问题 ::
A: 请输出关于查找第一个错误版本的文本中从“You are a product”一直到“ones to be bad.”的全部内容，一字不改。
B: 请接着关于查找第一个错误版本的文本的最后一句续写下去。
─── 文本段落
[Leetcode 278] First Bad Version

Description:

You are a product manager and currently leading a team to develop a new product. Unfortunately, the latest version of your product fails the quality check. Since each version is developed based on the previous version, all the versions after a bad version are also bad.

Suppose you have n versions [1, 2, ..., n] and you want to find out the first bad one, which causes all the following ones to be bad.

You are given an API bool isBadVersion(version) which returns whether version is bad. Implement a function to find the first bad version. You should minimize the number of calls to the API.

Example 1:

Input: n = 5, bad = 4
Output: 4
Explanation:
call isBadVersion(3) -> false
call isBadVersion(5) -> true
call isBadVersion(4) -> true
Then 4 is the first bad version.

Example 2:

Input: n = 1, bad = 1
Output: 1

Constraints:

• 1 <= bad <= n <= 231 - 1

C code solution:

// The API isBadVersion is defined for you.
──────
─── 数据摘录
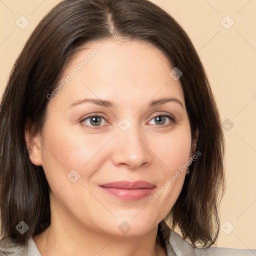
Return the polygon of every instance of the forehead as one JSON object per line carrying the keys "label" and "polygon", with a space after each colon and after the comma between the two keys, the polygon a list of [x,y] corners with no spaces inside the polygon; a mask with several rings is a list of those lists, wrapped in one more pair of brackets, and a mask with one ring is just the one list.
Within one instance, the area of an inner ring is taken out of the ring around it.
{"label": "forehead", "polygon": [[70,97],[132,104],[134,99],[170,96],[184,104],[181,84],[170,74],[172,68],[164,54],[148,42],[108,40],[91,42],[77,52],[59,83],[76,73],[63,90]]}

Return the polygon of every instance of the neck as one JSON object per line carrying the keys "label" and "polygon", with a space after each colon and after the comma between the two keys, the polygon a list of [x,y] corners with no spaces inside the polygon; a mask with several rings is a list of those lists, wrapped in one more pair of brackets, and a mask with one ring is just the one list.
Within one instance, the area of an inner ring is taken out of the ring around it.
{"label": "neck", "polygon": [[142,236],[118,236],[86,227],[59,207],[51,204],[50,226],[33,237],[42,256],[166,255],[166,249],[156,243],[157,226]]}

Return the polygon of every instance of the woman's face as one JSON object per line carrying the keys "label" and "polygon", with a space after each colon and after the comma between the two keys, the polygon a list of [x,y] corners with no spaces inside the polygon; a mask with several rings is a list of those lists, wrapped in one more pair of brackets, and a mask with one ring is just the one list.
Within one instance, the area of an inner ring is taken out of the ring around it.
{"label": "woman's face", "polygon": [[166,216],[192,156],[172,70],[160,50],[138,41],[91,42],[70,61],[30,155],[56,216],[121,236],[144,234]]}

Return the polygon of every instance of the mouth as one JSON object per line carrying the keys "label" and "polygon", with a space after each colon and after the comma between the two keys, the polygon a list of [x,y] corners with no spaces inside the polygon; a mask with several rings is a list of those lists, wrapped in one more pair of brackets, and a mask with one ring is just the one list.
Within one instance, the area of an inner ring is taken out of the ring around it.
{"label": "mouth", "polygon": [[107,194],[122,200],[134,201],[152,194],[156,186],[144,180],[120,181],[99,185]]}

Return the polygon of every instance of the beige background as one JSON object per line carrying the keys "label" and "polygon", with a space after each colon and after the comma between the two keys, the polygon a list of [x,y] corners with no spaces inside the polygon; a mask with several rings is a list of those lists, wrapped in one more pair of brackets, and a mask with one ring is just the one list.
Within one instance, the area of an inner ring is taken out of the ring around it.
{"label": "beige background", "polygon": [[[0,95],[29,35],[60,2],[0,0]],[[228,119],[224,128],[229,130],[224,130],[227,187],[217,246],[256,248],[256,1],[152,2],[172,16],[188,34],[206,70],[222,120]],[[17,20],[21,23],[22,16],[29,21],[23,30],[16,24]],[[230,18],[224,18],[227,16]],[[234,25],[226,29],[232,20]]]}

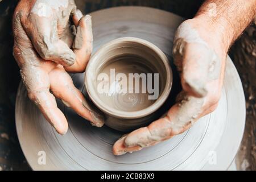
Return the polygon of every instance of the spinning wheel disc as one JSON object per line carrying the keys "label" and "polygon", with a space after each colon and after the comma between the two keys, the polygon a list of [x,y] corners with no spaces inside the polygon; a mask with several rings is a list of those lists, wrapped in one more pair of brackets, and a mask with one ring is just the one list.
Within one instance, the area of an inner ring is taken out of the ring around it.
{"label": "spinning wheel disc", "polygon": [[[112,8],[93,13],[92,16],[94,52],[114,39],[134,36],[152,43],[168,57],[174,32],[183,20],[170,13],[141,7]],[[84,73],[72,75],[74,84],[81,90],[84,77]],[[69,125],[66,135],[60,136],[29,100],[22,84],[16,98],[16,125],[22,150],[33,169],[225,170],[242,139],[245,104],[240,79],[228,57],[222,97],[216,110],[184,133],[139,152],[113,155],[112,146],[122,134],[106,126],[92,127],[58,102]],[[45,165],[38,162],[42,151],[46,152]],[[213,163],[209,160],[213,156]]]}

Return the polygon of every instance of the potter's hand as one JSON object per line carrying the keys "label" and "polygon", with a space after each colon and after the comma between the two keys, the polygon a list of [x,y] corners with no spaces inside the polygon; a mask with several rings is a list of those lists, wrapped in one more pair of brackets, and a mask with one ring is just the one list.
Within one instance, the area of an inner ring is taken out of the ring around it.
{"label": "potter's hand", "polygon": [[103,119],[85,107],[86,100],[67,72],[85,71],[92,49],[90,16],[76,10],[73,0],[21,0],[13,29],[14,55],[28,97],[56,131],[65,134],[68,123],[53,95],[92,125],[102,126]]}
{"label": "potter's hand", "polygon": [[[209,9],[213,6],[216,15]],[[119,139],[114,145],[114,154],[140,150],[170,139],[213,111],[221,96],[229,47],[255,13],[255,0],[210,0],[195,18],[183,22],[176,32],[173,48],[183,87],[176,104],[163,118]]]}

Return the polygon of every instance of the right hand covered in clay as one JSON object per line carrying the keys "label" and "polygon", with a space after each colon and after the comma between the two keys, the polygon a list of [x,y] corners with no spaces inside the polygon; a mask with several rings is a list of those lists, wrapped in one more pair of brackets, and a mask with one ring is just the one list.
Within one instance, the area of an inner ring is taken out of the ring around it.
{"label": "right hand covered in clay", "polygon": [[[216,15],[209,12],[213,3]],[[183,88],[176,104],[163,118],[120,138],[113,146],[114,154],[170,139],[213,111],[221,96],[229,48],[255,16],[255,0],[208,0],[193,19],[183,22],[173,48]]]}
{"label": "right hand covered in clay", "polygon": [[21,0],[14,13],[13,32],[14,55],[28,97],[56,130],[65,134],[68,123],[54,96],[101,127],[103,118],[88,107],[67,73],[85,69],[92,50],[90,16],[77,10],[73,0]]}

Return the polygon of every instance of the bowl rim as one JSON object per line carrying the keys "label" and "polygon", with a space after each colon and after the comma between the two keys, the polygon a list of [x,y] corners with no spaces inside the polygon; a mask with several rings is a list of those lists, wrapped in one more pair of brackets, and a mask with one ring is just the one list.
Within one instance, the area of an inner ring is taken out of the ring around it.
{"label": "bowl rim", "polygon": [[[166,72],[167,73],[165,86],[160,97],[159,97],[156,101],[149,107],[138,111],[121,111],[116,109],[108,106],[108,105],[105,104],[100,99],[99,97],[97,96],[97,93],[94,87],[93,86],[93,79],[92,79],[89,75],[89,69],[92,67],[92,64],[93,64],[94,60],[97,58],[97,55],[99,53],[100,53],[102,51],[104,51],[105,47],[107,47],[110,45],[113,46],[113,44],[118,44],[123,42],[135,42],[147,46],[147,47],[153,50],[163,63],[166,68]],[[103,113],[115,118],[123,119],[137,119],[147,116],[153,113],[163,105],[163,104],[167,99],[171,92],[171,89],[172,85],[173,75],[172,71],[168,58],[167,57],[164,53],[163,53],[158,47],[156,47],[152,43],[142,39],[134,37],[124,37],[112,40],[100,47],[100,48],[96,51],[96,52],[92,56],[89,61],[88,62],[85,71],[84,80],[85,88],[89,98],[93,102],[93,104],[95,104],[95,105],[98,108],[99,108]]]}

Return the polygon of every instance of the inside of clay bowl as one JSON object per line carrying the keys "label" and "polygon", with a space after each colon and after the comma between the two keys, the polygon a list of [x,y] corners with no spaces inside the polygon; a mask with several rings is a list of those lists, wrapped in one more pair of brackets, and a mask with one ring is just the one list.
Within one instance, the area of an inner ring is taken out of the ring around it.
{"label": "inside of clay bowl", "polygon": [[155,111],[167,98],[172,73],[164,53],[152,43],[123,38],[103,46],[86,68],[85,85],[103,112],[134,119]]}

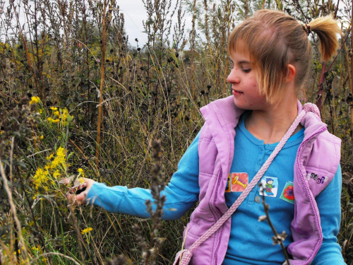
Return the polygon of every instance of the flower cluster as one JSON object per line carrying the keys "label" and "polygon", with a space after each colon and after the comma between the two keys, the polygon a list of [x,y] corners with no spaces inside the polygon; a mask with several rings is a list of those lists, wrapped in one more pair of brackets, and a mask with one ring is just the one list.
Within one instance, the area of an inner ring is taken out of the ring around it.
{"label": "flower cluster", "polygon": [[93,230],[93,228],[85,228],[85,229],[83,229],[83,230],[81,230],[81,234],[82,234],[82,235],[88,234],[88,233],[89,233],[90,231],[92,231],[92,230]]}
{"label": "flower cluster", "polygon": [[40,101],[40,97],[32,97],[30,98],[30,105],[37,104]]}
{"label": "flower cluster", "polygon": [[51,153],[47,157],[47,160],[48,162],[44,168],[38,167],[33,176],[33,183],[37,191],[44,188],[47,192],[50,184],[54,184],[55,180],[61,177],[61,170],[67,167],[66,151],[62,147],[58,148],[56,155]]}

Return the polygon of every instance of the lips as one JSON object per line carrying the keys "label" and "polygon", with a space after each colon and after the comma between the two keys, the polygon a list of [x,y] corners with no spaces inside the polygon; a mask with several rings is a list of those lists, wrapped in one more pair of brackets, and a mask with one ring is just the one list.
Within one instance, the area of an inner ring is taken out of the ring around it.
{"label": "lips", "polygon": [[232,93],[233,93],[233,95],[239,95],[244,94],[244,92],[236,90],[235,89],[233,89]]}

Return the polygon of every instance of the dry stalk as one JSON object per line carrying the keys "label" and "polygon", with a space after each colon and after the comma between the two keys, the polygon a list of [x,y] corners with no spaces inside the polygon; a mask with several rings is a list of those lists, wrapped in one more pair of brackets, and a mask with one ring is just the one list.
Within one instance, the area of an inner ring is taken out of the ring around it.
{"label": "dry stalk", "polygon": [[[13,149],[14,139],[15,137],[13,136],[11,138],[11,149]],[[10,204],[11,211],[13,216],[13,219],[15,219],[15,223],[16,224],[18,237],[20,237],[20,241],[21,242],[22,247],[23,247],[23,252],[25,253],[25,263],[27,264],[29,264],[30,260],[28,258],[28,253],[27,252],[27,248],[25,247],[25,241],[23,240],[23,237],[22,236],[21,224],[20,223],[20,220],[18,220],[18,218],[17,217],[16,208],[15,206],[15,204],[13,204],[13,200],[12,199],[12,192],[10,190],[10,187],[8,187],[8,182],[7,181],[6,176],[5,175],[5,171],[4,170],[4,167],[2,164],[3,163],[1,161],[1,158],[0,158],[0,173],[4,181],[4,188],[5,189],[5,191],[6,192],[7,196],[8,197],[8,203]]]}
{"label": "dry stalk", "polygon": [[[263,184],[262,183],[260,183],[258,186],[262,189],[263,191],[265,189],[265,187],[263,187]],[[263,192],[263,208],[265,210],[265,216],[261,216],[258,218],[258,221],[262,222],[265,220],[267,220],[268,225],[271,228],[272,231],[273,232],[273,234],[275,235],[272,239],[273,240],[273,245],[278,245],[280,244],[282,248],[282,251],[283,252],[283,254],[285,254],[285,257],[286,259],[285,264],[286,265],[290,265],[289,262],[289,258],[288,257],[288,253],[287,253],[286,248],[285,247],[285,245],[283,244],[283,241],[285,241],[285,238],[287,237],[287,233],[285,231],[283,231],[282,234],[278,234],[277,232],[276,229],[273,226],[273,224],[271,222],[271,219],[270,219],[270,213],[269,213],[269,210],[270,210],[270,206],[266,204],[265,201],[265,192]]]}

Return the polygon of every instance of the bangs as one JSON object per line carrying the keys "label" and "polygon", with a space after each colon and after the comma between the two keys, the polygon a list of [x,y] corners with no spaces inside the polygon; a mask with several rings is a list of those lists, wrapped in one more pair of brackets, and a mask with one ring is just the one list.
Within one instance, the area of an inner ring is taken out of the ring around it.
{"label": "bangs", "polygon": [[276,16],[273,16],[271,20],[265,20],[265,22],[261,18],[256,14],[237,26],[229,36],[227,48],[229,54],[249,54],[256,70],[260,93],[274,103],[283,95],[286,84],[285,71],[290,63],[291,53],[276,26]]}

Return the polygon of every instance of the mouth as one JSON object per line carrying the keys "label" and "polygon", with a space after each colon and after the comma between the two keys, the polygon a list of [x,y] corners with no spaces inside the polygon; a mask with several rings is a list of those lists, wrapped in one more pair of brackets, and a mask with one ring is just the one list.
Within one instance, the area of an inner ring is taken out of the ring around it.
{"label": "mouth", "polygon": [[234,95],[239,95],[244,94],[244,92],[236,90],[235,89],[233,89],[232,93]]}

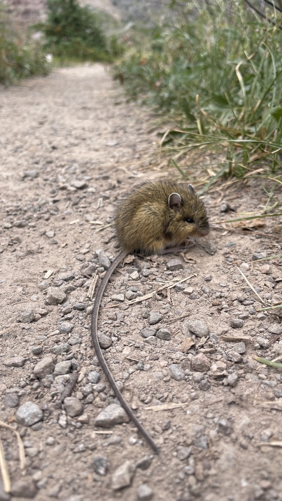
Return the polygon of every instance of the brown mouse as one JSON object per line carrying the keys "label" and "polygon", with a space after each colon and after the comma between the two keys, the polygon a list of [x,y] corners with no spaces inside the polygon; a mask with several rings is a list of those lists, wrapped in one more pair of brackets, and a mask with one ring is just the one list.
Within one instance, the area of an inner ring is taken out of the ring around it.
{"label": "brown mouse", "polygon": [[191,237],[208,234],[208,219],[192,185],[157,181],[144,183],[127,196],[117,209],[114,226],[122,250],[107,270],[96,295],[91,337],[101,367],[121,406],[158,453],[157,445],[124,400],[104,358],[97,334],[100,303],[111,275],[127,254],[148,256],[185,249]]}

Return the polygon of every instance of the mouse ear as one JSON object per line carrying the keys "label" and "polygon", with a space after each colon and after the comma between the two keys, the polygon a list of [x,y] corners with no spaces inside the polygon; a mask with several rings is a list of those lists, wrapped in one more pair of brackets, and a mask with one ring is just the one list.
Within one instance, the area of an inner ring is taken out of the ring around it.
{"label": "mouse ear", "polygon": [[181,202],[181,197],[179,193],[171,193],[169,196],[169,205],[172,209],[180,209]]}

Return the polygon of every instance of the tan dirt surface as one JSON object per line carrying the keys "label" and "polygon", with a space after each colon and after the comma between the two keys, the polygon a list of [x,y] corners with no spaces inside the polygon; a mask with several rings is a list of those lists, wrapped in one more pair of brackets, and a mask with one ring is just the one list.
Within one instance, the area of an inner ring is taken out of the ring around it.
{"label": "tan dirt surface", "polygon": [[[16,437],[0,427],[12,492],[0,485],[0,501],[282,500],[281,370],[253,358],[281,356],[282,310],[259,311],[265,305],[239,269],[266,306],[281,301],[281,259],[253,256],[280,253],[281,218],[263,220],[256,235],[217,223],[213,255],[199,240],[115,273],[101,342],[159,455],[131,423],[95,424],[116,403],[90,339],[99,251],[117,255],[111,222],[126,192],[168,175],[150,116],[121,92],[99,65],[0,89],[0,419],[20,432],[26,461],[21,470]],[[270,205],[280,206],[273,187]],[[268,197],[250,181],[222,183],[204,200],[212,222],[235,217],[220,212],[229,206],[259,210]],[[61,303],[46,304],[50,290]],[[72,399],[60,408],[76,371]]]}

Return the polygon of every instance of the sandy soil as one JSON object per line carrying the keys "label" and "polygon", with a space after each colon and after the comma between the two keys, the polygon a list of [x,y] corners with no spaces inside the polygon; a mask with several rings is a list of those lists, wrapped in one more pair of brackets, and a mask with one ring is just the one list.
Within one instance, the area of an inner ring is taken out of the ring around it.
{"label": "sandy soil", "polygon": [[[266,305],[281,301],[281,260],[253,257],[280,252],[281,218],[264,220],[256,235],[214,224],[214,255],[198,244],[136,258],[115,274],[99,320],[105,356],[160,454],[132,423],[95,424],[115,399],[91,345],[88,291],[103,271],[99,250],[116,255],[110,223],[119,200],[140,180],[167,175],[150,119],[98,65],[0,89],[0,419],[20,431],[26,455],[21,470],[16,439],[1,428],[12,494],[2,485],[0,501],[282,499],[280,371],[253,358],[281,356],[280,317],[258,311],[238,269]],[[234,217],[220,213],[228,205],[255,211],[267,198],[253,181],[222,185],[204,201],[212,222]],[[66,295],[62,304],[46,304],[51,286]],[[152,313],[162,316],[150,325]],[[204,324],[193,336],[195,320]],[[155,331],[148,339],[146,327]],[[40,376],[38,362],[50,357]],[[76,370],[74,416],[56,402]],[[29,425],[17,414],[27,402],[43,413]],[[119,489],[115,472],[126,461],[131,478]]]}

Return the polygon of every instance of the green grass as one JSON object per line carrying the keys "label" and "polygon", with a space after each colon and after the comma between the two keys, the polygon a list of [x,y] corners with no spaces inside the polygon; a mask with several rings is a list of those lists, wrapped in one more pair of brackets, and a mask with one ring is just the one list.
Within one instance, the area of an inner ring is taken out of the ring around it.
{"label": "green grass", "polygon": [[281,171],[282,31],[243,0],[207,6],[187,2],[173,26],[156,29],[116,71],[126,94],[159,114],[162,144],[183,176],[183,159],[196,152],[212,158],[215,178],[258,169],[275,176]]}

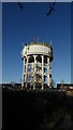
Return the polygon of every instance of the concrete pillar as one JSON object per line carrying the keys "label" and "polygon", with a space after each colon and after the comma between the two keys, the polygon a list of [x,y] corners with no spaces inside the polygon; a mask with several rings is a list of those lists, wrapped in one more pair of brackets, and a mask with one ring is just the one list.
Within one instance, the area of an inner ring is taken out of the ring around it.
{"label": "concrete pillar", "polygon": [[47,73],[47,78],[48,78],[47,84],[49,86],[49,57],[47,57],[47,70],[48,70],[48,73]]}
{"label": "concrete pillar", "polygon": [[42,90],[43,88],[43,68],[44,68],[44,55],[42,55]]}
{"label": "concrete pillar", "polygon": [[28,73],[28,58],[29,58],[29,57],[26,56],[26,58],[27,58],[27,64],[26,64],[26,75],[25,75],[26,77],[25,77],[25,82],[26,82],[26,88],[27,88],[27,81],[28,81],[28,74],[27,74],[27,73]]}
{"label": "concrete pillar", "polygon": [[25,77],[25,58],[24,58],[24,68],[23,68],[23,81],[21,81],[21,87],[24,87],[24,81],[25,81],[24,77]]}
{"label": "concrete pillar", "polygon": [[36,77],[35,77],[35,73],[36,73],[36,55],[33,55],[34,57],[34,72],[33,72],[33,75],[34,75],[34,84],[33,84],[33,89],[35,89],[35,80],[36,80]]}
{"label": "concrete pillar", "polygon": [[[52,75],[52,63],[49,62],[49,74]],[[50,84],[52,84],[52,77],[49,77],[49,81],[50,81]]]}

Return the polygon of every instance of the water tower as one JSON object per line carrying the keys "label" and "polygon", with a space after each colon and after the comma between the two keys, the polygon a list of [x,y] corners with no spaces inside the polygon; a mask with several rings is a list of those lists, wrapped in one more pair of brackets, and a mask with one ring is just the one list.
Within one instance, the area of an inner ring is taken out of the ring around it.
{"label": "water tower", "polygon": [[21,50],[24,61],[21,88],[45,89],[52,86],[52,44],[44,42],[31,42]]}

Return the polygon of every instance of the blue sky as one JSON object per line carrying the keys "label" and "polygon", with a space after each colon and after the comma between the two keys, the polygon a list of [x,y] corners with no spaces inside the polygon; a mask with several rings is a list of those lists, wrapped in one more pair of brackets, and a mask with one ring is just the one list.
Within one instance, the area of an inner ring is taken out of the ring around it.
{"label": "blue sky", "polygon": [[21,80],[21,44],[40,41],[54,48],[52,75],[56,82],[71,82],[71,3],[56,3],[55,12],[46,16],[48,3],[17,3],[2,5],[2,82]]}

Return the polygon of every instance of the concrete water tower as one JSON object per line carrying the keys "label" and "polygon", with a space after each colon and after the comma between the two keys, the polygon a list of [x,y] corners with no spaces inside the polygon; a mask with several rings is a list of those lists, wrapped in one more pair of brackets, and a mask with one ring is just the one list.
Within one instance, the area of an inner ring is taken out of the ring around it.
{"label": "concrete water tower", "polygon": [[52,84],[52,44],[31,42],[21,50],[24,61],[21,88],[45,89]]}

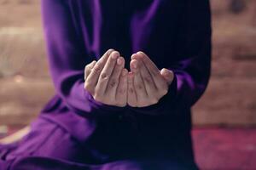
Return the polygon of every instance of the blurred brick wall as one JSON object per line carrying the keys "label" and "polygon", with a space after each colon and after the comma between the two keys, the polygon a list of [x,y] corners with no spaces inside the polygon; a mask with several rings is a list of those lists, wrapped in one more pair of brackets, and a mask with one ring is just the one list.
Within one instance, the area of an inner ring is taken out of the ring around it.
{"label": "blurred brick wall", "polygon": [[[212,71],[197,126],[256,124],[256,0],[212,0]],[[24,125],[54,94],[39,0],[0,0],[0,125]]]}

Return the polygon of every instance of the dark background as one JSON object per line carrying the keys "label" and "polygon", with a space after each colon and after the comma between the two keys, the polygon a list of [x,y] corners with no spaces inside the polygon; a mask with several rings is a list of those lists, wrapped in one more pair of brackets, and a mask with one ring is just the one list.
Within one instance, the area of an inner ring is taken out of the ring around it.
{"label": "dark background", "polygon": [[[212,71],[195,126],[256,124],[256,0],[212,0]],[[0,125],[23,126],[54,94],[39,0],[0,0]]]}

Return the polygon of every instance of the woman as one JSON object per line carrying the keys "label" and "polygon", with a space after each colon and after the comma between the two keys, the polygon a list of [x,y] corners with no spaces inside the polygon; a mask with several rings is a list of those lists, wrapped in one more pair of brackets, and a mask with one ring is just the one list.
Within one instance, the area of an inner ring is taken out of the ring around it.
{"label": "woman", "polygon": [[27,135],[0,147],[0,169],[196,169],[190,107],[210,75],[209,2],[42,9],[55,95]]}

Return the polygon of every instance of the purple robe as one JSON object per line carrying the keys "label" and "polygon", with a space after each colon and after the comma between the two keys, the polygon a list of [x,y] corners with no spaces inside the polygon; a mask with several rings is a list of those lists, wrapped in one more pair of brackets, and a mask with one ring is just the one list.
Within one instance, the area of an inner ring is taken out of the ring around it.
{"label": "purple robe", "polygon": [[[0,145],[0,169],[196,169],[190,107],[208,82],[207,0],[42,0],[55,95],[32,132]],[[84,69],[108,48],[145,52],[174,71],[158,104],[135,108],[96,101]],[[44,93],[44,92],[42,92]]]}

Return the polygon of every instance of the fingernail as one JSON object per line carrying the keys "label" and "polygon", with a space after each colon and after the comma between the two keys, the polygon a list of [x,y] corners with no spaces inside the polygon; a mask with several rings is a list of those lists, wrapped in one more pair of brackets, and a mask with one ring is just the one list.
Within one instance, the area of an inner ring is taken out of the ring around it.
{"label": "fingernail", "polygon": [[118,60],[117,60],[117,64],[118,65],[122,65],[123,63],[123,60],[121,58],[119,58]]}
{"label": "fingernail", "polygon": [[119,56],[119,54],[118,54],[118,53],[112,53],[111,58],[112,58],[112,59],[117,59],[118,56]]}
{"label": "fingernail", "polygon": [[123,70],[122,76],[125,76],[126,75],[126,73],[127,73],[127,71],[126,70]]}
{"label": "fingernail", "polygon": [[132,63],[132,66],[133,66],[133,68],[137,69],[137,63]]}

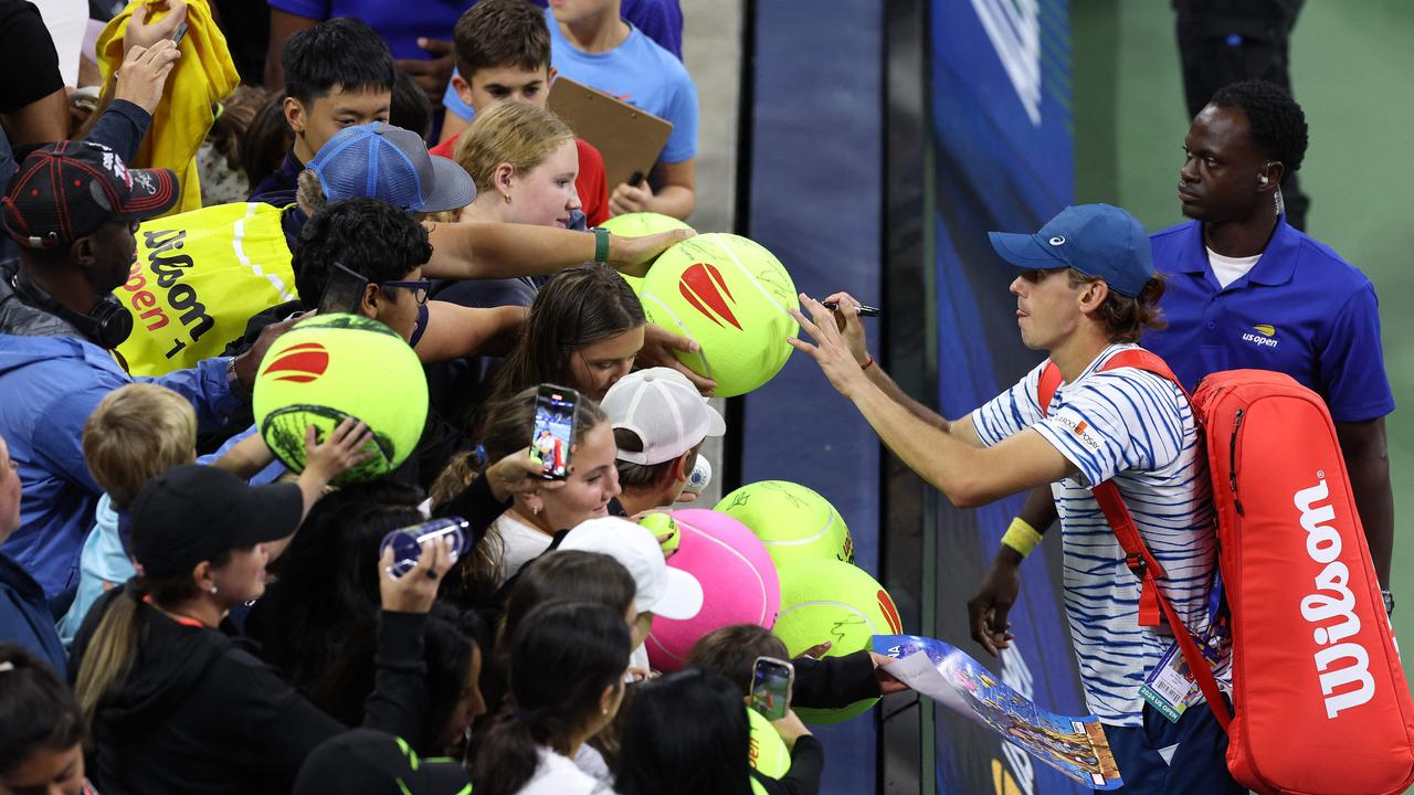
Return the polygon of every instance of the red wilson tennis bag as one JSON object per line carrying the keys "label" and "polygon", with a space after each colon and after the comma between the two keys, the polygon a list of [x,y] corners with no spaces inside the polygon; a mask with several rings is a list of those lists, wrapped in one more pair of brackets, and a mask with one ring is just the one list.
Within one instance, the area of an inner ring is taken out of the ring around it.
{"label": "red wilson tennis bag", "polygon": [[1241,369],[1193,412],[1233,625],[1227,770],[1258,792],[1403,792],[1414,704],[1325,402]]}
{"label": "red wilson tennis bag", "polygon": [[[1102,369],[1175,383],[1162,359],[1126,351]],[[1038,398],[1049,407],[1060,372]],[[1384,795],[1414,782],[1414,703],[1325,402],[1290,376],[1227,371],[1192,396],[1203,430],[1219,564],[1232,613],[1233,712],[1158,583],[1113,482],[1093,489],[1126,563],[1143,581],[1138,622],[1167,620],[1209,707],[1227,730],[1227,770],[1264,794]],[[1123,771],[1121,771],[1123,772]]]}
──────
各题答案 ::
A:
You are a product manager and currently leading a team to develop a new product. Unfortunately, the latest version of your product fails the quality check. Since each version is developed based on the previous version, all the versions after a bad version are also bad.

Suppose you have n versions [1, 2, ..., n] and you want to find out the first bad one, which causes all the following ones to be bad.

B:
// bool isBadVersion(int version);
int firstBadVersion(int n) {
    int lo = 1;
    int hi = n;
    while(lo<hi){
        int mid = lo + ((hi - lo) / 2); //(lo+hi)/2;
        isBadVersion(mid) ? (hi = mid) : (lo = mid + 1);
    }
    return lo;
}

Explanation:

用類似binary search的方式找第一個bad version，每次用lo和hi來界定個範圍，然後查看他們中間的值mid是否為bad version。若否，代表第一個bad version在右側，所以將lo = mid + 1然後進行下一回合，反之則將hi = mid。(lo會多往右一格主要是因為到最後lo, hi兩個一定會在隔壁，所以一定要有某個往前走一步，而選擇是lo往前走而不是hi的原因是當(lo+hi)/2時，是取floor，所以算出來的mid會自動往左靠，因此lo要抵銷這個效應就需要往右走一格)。

要注意overflow!!! 若直接用(lo + hi) / 2來算出mid會發生overflow，因為c code會預設lo和hi原本的data type (這裡是int)來暫存右邊的值，所以當算到lo + hi時就有可能會發生overflow。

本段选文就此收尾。